:: TEXT BLOCK ::

Using Ramps at Small Group time

Science and math happen all the time during play, but sometimes its fun (or necessary for assessment reasons) to set up an activity and take the time to make note of what the kids know and understand.  Ramps are a great option for this, because they are fun, easily accessible, and kids love them! 

When I planned with my co-teachers for small group activities, there were two main goals:  1.  We wanted the kids to have fun and 2. We wanted the activity to allow us to easily gather the info we needed for whatever assessment we were focusing on.  For this activity, our assessment goals were to see whether the children used and understood distance, position and comparison words like close, far, near, farther, closer, higher, lower, faster, slower, etc.

So all we need for this activity are ramps (we had flat boards and some double unit blocks that we used) various things to prop them on at varying heights, balls and other small toys that do and don't roll, a roll of masking tape, and a pen.

We'd break the kids up into pairs (this is a great time to pair up kids who might not normally choose to work together, just to expand their horizons!) and give them all of the materials (other than the pen, which you'll be using).  We'd give them a little prep or a challenge, like "Can you guys see which of your toys can roll or slide down your ramp the fastest?"  And off they go!

:::

WORK INSTRUCTIONS:
1) In the ramps piece, transcribe the passage between "Science and math" and "faster, slower, etc.", inclusive.
2) Answer these from the ramps piece:
(a) What did the teachers use as ramps?
(b) How are the kids grouped for the activity?
(c) Which of the materials is not handed to the kids?

:: EXCERPTED RECORDS ::

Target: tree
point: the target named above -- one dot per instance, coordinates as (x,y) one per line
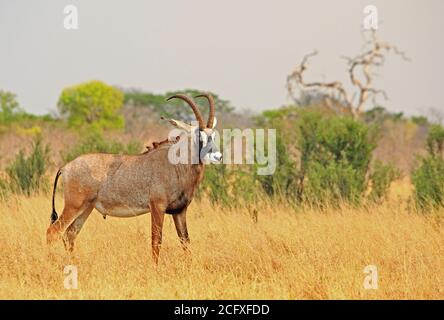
(361,76)
(92,103)
(9,107)
(176,109)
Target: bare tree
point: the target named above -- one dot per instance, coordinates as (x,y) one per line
(360,70)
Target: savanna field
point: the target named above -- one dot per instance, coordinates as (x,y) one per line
(287,254)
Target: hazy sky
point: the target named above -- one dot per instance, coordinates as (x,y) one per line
(241,49)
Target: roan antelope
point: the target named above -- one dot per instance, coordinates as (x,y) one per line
(128,186)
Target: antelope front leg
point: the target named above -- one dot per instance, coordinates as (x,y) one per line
(157,217)
(180,221)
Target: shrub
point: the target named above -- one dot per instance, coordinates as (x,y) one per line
(382,176)
(332,158)
(428,178)
(27,173)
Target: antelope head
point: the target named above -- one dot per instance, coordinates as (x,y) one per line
(208,150)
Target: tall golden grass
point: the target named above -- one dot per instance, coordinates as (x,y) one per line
(286,254)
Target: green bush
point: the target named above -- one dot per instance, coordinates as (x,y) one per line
(92,103)
(428,178)
(9,107)
(331,161)
(96,143)
(381,177)
(27,173)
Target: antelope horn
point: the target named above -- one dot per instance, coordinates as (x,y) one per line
(212,109)
(193,106)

:::

ANSWERS FOR THIS EXERCISE:
1)
Science and math happen all the time during play, but sometimes its fun (or necessary for assessment reasons) to set up an activity and take the time to make note of what the kids know and understand.  Ramps are a great option for this, because they are fun, easily accessible, and kids love them! 

When I planned with my co-teachers for small group activities, there were two main goals:  1.  We wanted the kids to have fun and 2. We wanted the activity to allow us to easily gather the info we needed for whatever assessment we were focusing on.  For this activity, our assessment goals were to see whether the children used and understood distance, position and comparison words like close, far, near, farther, closer, higher, lower, faster, slower, etc.

2)
(a) Flat boards and some double unit blocks.
(b) In pairs.
(c) The pen.